#### MATERIAL FOR THE TASK
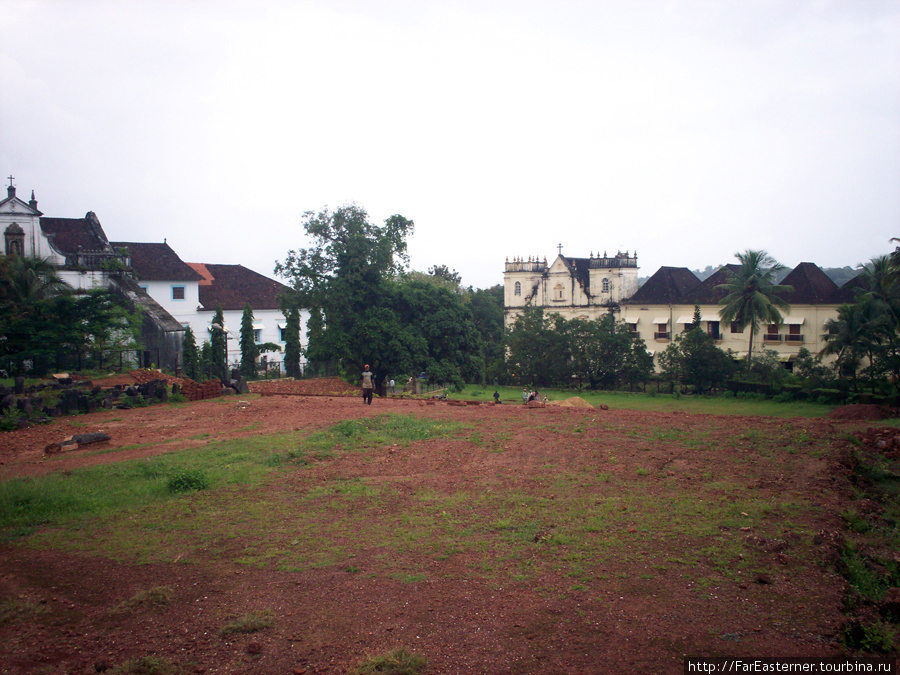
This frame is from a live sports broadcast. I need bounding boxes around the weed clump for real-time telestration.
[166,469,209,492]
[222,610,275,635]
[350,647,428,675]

==

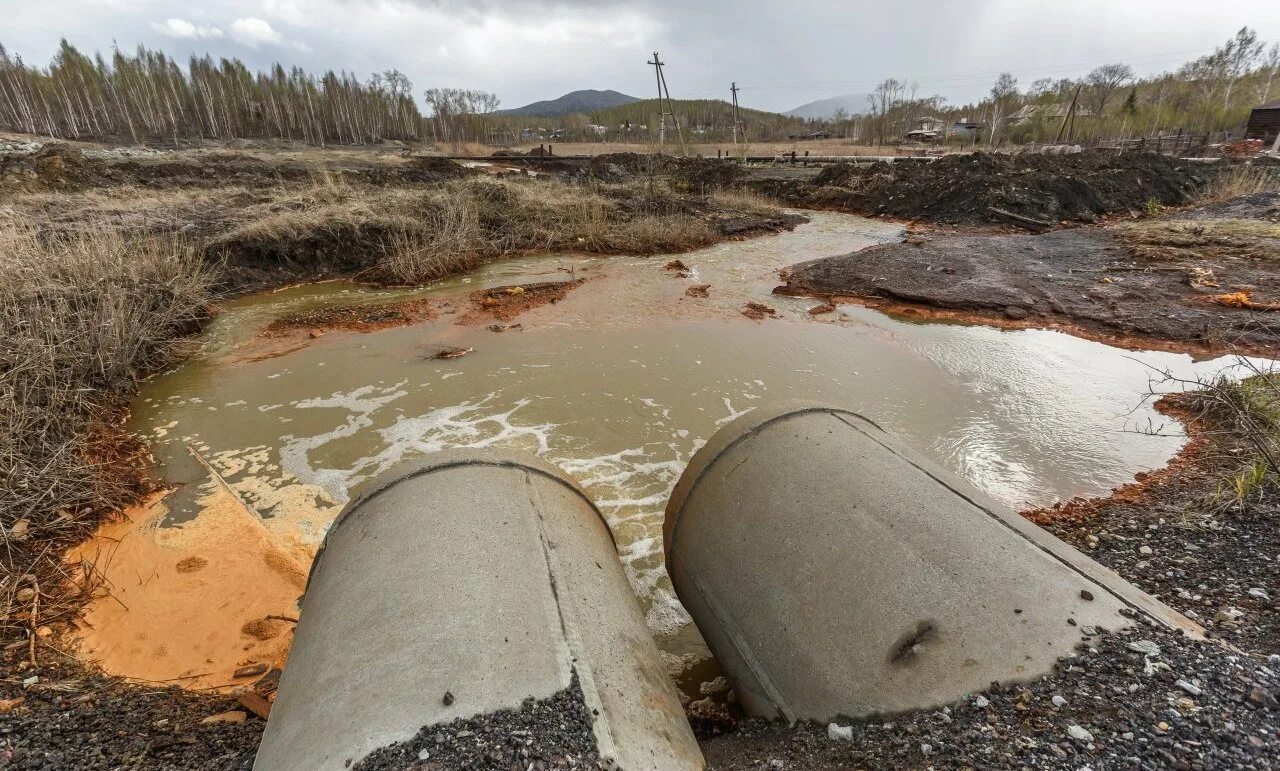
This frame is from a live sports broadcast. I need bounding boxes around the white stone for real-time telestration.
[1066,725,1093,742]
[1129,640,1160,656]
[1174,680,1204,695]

#### REQUIREMENT
Format the data from the line containing "clump for real-time telestration." through the line containing "[350,647,428,675]" as a two-column CSV with columns named input and output. Put the text in input and its answer in output on a single row, quote each field, and replace line breaks with spaces.

#### IN RESPONSE
input,output
"This frame is from a live sports broadcast. I need bounding boxes around the weed clump for real-time telestration.","[166,469,209,492] [222,610,275,635] [350,647,428,675]"